— Start of Dataset entries —
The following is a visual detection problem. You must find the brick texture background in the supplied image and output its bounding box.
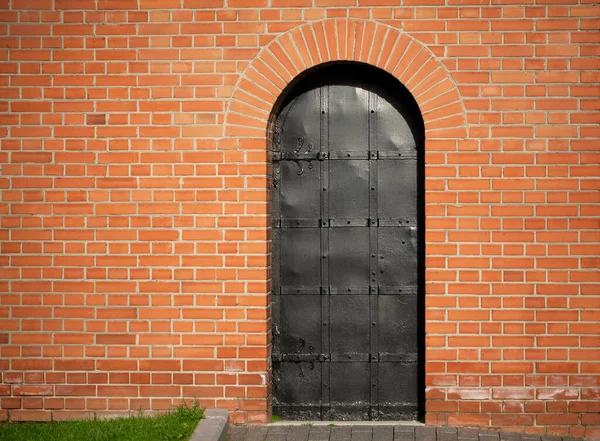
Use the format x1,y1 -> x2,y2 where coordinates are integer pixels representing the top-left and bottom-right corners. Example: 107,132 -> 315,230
0,0 -> 600,438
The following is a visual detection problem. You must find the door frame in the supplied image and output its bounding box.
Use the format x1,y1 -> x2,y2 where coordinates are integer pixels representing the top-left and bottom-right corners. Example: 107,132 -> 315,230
217,18 -> 468,424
— End of Dataset entries —
• Task instructions: Rewrite the entries starting at the beginning and ending with the line that contains "0,0 -> 600,438", switching "brick texture background" to "stone texture background" and keeping everything else the same. Leave the pictures out.

• Solution for this problem:
The following is a visual detection problem. You must find the stone texture background in the supplied image and output its bounding box.
Use the format x1,y1 -> x2,y2 where coordinates are integer pixels representing the top-left and bottom-right corners. Example: 107,132 -> 315,230
0,0 -> 600,438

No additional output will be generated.